§ Goals
1. In the entry on the game show The People Versus below, shorten the paragraph that begins "The People Versus is a British game show" into a bulleted list that keeps its main facts.
2. According to the entry on the game show The People Versus below, which production company made the program?
3. Pick up the entry on the game show The People Versus below after its final sentence and extend it by a few sentences.

- Genre: Game show
- Created by: David Briggs Steven Knight Mike Whitehill
- Presented by: Kirsty Young Kaye Adams
- Composer: Keith Strachan
- Country of origin: United Kingdom
- Original language: English
- No. of series: 2
- No. of episodes: 125

Production
- Running time: 30 minutes (inc. adverts)
- Production company: Celador Productions

Original release
- Network: ITV
- Release: 13 August 2000 – 18 June 2002

= The People Versus =

2000 British television series

The People Versus is a British game show that aired on ITV from 13 August 2000 to 18 June 2002. Series 1 was hosted by Kirsty Young and Series 2 by Kaye Adams. The central format was that the questions were sent in by the viewers.

§ Given information

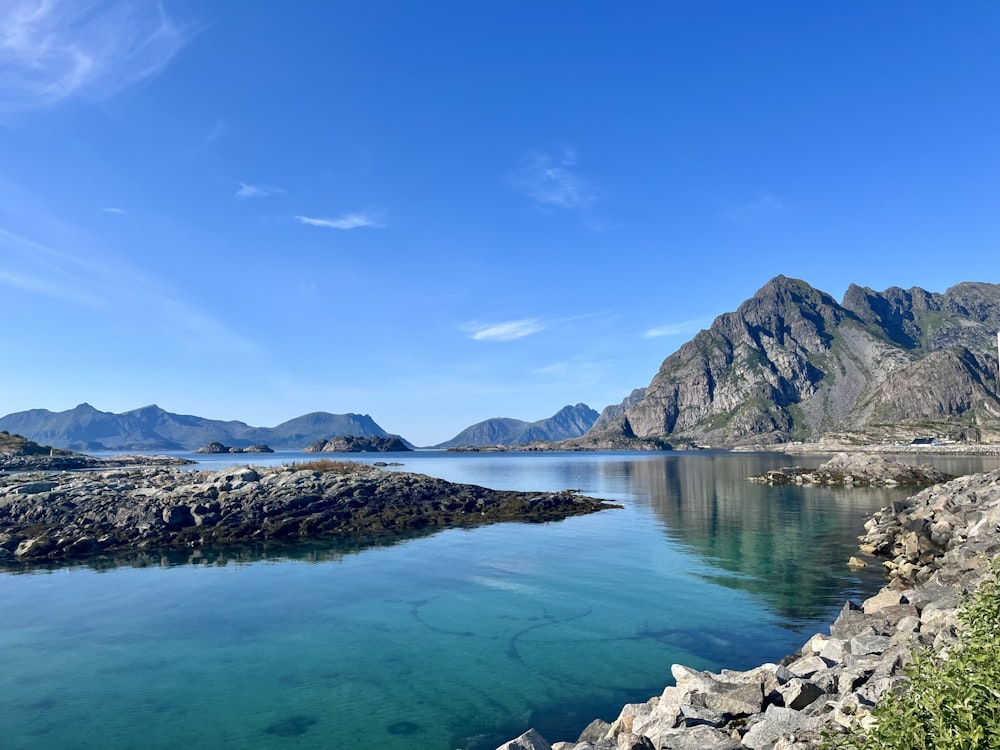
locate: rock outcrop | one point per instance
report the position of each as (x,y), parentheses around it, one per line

§ Outputs by task
1.
- British game show shown on ITV, 13 August 2000 to 18 June 2002
- Series 1 host: Kirsty Young; Series 2 host: Kaye Adams
- Core format: viewers sent in the questions

2. Celador Productions.

3.
==Formats==

===Series 1===
For every question the contestants got correct, they won £5,000. The rules were: In each round the players were shown five questions from one of their specialist subjects. In Round One, each contestant had to attempt and answer correctly one of those five questions - "one of five to stay alive". In Round Two, on a different subject they had to answer two correctly to stay in, Round Three, three, Round Four, four and finally in Round Five, they had to answer all five. In each round, the player could, if they wanted, earn more cash by answering more questions than the quota required, again for £5,000 a piece. To help, each player was shown all five questions at the start. Each player was also given three 'flips'. If a player wanted to use a flip, they could substitute any of the five given questions for another one. Also, if they had the cash, they could elect to 'buy' answers to questions at £10,000 a time.

Finishing Round 5 meant the contestant would begin again at Round 1. There was no limit on the amount of money someone could win which theoretically meant someone could win more than a million pounds, the top prize of Who Wants to Be a Millionaire?, although no contestant ever won anywhere near this amount of money.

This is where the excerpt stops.